Eco-Industrial Parks:
The Case for Private Planning
RS-00-1: 2000
by Pierre Desrochers
Executive Summary
About the Author
About PERC Research Studies
Industrial ecologists are championing eco-industrial parks or EIPs as tools for pursuing sustainable development. An EIP is a community of companies located in one region that exchange and make use of each other’s by-products or energy. Among the best known is Kalundborg, Denmark, a city in which the major industries and the local government trade their waste streams and energy resources.
Many commentators see Kalundborg as a model that should be copied and improved upon. “Imagine what a team of designers could come up with if they were to start from scratch, locating and specifying industries and factories that had potentially synergistic and symbiotic relationships,” writes Paul Hawken (1993, 63), author of The Ecology of Commerce. Ernest A. Lowe (1997, 58) points out that “while industrial ecosystems must be largely self-organizing, there is a significant role for an organizing team in educating potential participants to the opportunities and in creating the conditions that support the development.” Because of this enthusiastic endorsement, numerous EIPs have been planned in North and South America, Southeast Asia, Europe and Southern Africa (Ayres 1996; Indigo Development 1998; Gertler 1995; Lowe 1997).
Kalundborg, a small city on the island of Seeland, 75 miles west of Copenhagen, is indeed an impressive example of a recycling network. In this city of 20,000, the four main industries–a coal-fired power plant (Asnæs), a refinery (Statoil), a pharmaceuticals and enzymes maker (Novo Nordisk), a plasterboard manufacturer (Gyproc), as well as the municipal government and a few smaller businesses–feed on each others’ wastes, in the process turning them into useful inputs.
The Asnæs power company supplies residual steam to the Statoil refinery and, in exchange, receives refinery gas that used to be flared as waste. The power plant burns the refinery gas to generate electricity and steam. It sends excess steam to a fish farm that it operates, to a district heating system serving 3,500 homes, and to the Novo Nordisk plant. Sludge from the fish farm and pharmaceutical processes becomes fertilizer for nearby farms. The power plant sends fly ash to a cement company, while gypsum produced by the power plant’s desulfurization process goes to a company that produces gypsum wallboard. Finally, the Statoil refinery removes sulfur from its natural gas and sells it to Kemira, a sulfuric acid manufacturer.
However, consultants did not design, nor did Danish government officials finance, Kalundborg’s industrial symbiosis. It was, rather, the result of many separate bilateral deals between companies searching to reduce waste treatment and disposal costs and to gain access to cheaper materials and energy while generating income from production residue. Kalundborg, like other similar examples, developed entirely through market forces (Garner and Keoleian 1995; Gertler 1995; Lowe et al. 1996; Schwartz and Steininger 1997). Today, there is still no higher level of administration managing the interaction of Kalundborg companies and local government. (Lowe 1997, 59). Jorgen Christensen, a spokesperson for Novo Nordisk, notes: “I was asked to speak on ‘how you designed Kalundborg.’ We didn’t design the whole thing. It wasn’t designed at all. It happened over time” (Lowe 1995, 15).

==========

- [TASK TO COMPLETE]:
Revise the eco-industrial parks text from "However, consultants did" up to and including "(Lowe 1995, 15).", and give it again with "bilateral deals" replaced by "bilateral agreements". The records are separate material, unrelated to the eco-industrial parks text.

==========

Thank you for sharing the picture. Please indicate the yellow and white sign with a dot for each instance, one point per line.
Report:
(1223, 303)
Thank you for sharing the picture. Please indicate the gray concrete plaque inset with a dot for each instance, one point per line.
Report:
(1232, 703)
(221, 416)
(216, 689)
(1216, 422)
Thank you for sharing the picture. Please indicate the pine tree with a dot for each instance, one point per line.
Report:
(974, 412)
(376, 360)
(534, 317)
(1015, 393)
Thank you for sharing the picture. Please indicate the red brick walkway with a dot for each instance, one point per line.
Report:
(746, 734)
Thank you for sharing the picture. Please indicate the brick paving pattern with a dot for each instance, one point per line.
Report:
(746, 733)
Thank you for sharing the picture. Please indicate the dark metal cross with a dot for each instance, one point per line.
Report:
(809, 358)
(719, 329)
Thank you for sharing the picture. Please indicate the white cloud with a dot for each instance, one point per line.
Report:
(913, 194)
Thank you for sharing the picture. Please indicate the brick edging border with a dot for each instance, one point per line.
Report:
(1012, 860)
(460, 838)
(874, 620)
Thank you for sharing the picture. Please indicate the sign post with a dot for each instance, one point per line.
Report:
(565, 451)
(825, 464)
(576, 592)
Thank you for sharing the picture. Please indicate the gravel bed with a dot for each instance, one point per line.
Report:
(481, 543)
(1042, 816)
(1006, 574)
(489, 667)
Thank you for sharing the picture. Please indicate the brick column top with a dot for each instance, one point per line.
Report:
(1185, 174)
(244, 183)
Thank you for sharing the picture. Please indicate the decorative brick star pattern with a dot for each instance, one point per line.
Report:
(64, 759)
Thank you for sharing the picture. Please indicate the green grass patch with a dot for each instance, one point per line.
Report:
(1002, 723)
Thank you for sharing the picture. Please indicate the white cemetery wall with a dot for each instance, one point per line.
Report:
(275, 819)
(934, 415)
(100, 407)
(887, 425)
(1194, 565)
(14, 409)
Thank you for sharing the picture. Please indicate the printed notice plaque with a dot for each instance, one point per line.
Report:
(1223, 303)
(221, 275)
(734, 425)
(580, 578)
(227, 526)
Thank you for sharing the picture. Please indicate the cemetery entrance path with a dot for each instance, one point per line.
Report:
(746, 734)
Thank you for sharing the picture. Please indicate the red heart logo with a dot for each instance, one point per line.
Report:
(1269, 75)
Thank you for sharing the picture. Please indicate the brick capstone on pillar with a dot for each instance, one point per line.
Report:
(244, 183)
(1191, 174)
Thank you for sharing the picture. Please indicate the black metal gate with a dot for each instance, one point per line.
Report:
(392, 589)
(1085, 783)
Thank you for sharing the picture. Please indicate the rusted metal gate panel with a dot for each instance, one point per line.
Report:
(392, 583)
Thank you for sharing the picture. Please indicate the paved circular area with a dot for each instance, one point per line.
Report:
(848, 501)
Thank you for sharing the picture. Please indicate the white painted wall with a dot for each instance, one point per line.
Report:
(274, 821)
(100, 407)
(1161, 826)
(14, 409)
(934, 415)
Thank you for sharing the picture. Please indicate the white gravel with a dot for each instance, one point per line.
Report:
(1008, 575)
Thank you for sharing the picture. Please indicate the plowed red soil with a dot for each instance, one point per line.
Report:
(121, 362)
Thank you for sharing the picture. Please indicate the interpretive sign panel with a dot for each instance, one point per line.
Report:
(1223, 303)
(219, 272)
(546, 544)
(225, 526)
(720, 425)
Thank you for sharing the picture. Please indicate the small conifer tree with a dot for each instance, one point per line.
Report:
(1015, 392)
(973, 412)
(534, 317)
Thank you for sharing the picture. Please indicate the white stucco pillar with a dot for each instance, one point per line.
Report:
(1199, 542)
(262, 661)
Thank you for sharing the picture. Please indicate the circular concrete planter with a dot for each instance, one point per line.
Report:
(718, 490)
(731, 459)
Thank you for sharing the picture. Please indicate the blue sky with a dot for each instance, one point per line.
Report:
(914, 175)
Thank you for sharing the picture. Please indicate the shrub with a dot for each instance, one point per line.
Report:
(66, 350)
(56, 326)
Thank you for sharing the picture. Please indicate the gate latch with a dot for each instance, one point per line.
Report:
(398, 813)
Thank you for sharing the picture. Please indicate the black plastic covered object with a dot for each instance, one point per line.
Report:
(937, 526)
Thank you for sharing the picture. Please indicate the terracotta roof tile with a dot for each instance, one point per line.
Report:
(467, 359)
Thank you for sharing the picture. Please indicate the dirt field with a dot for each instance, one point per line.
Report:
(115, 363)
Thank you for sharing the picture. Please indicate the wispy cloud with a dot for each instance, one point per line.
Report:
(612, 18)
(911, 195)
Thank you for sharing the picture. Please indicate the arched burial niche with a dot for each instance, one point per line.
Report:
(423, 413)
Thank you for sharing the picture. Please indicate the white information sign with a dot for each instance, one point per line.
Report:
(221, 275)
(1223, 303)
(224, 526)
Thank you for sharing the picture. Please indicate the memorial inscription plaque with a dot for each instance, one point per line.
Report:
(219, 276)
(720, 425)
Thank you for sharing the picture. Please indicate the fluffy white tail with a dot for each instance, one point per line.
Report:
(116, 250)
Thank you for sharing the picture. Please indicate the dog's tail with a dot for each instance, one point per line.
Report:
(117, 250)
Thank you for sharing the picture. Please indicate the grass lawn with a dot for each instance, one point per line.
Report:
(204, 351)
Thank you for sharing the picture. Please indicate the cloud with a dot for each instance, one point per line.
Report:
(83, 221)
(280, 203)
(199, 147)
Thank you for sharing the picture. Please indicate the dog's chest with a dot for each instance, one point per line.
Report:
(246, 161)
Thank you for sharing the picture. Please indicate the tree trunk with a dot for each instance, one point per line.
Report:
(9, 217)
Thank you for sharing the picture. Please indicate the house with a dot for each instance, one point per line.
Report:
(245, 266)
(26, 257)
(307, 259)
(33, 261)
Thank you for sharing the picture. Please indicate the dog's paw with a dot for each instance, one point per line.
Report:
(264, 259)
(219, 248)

==========

- [SOLUTION TO THIS PROBLEM]:
However, consultants did not design, nor did Danish government officials finance, Kalundborg’s industrial symbiosis. It was, rather, the result of many separate bilateral agreements between companies searching to reduce waste treatment and disposal costs and to gain access to cheaper materials and energy while generating income from production residue. Kalundborg, like other similar examples, developed entirely through market forces (Garner and Keoleian 1995; Gertler 1995; Lowe et al. 1996; Schwartz and Steininger 1997). Today, there is still no higher level of administration managing the interaction of Kalundborg companies and local government. (Lowe 1997, 59). Jorgen Christensen, a spokesperson for Novo Nordisk, notes: “I was asked to speak on ‘how you designed Kalundborg.’ We didn’t design the whole thing. It wasn’t designed at all. It happened over time” (Lowe 1995, 15).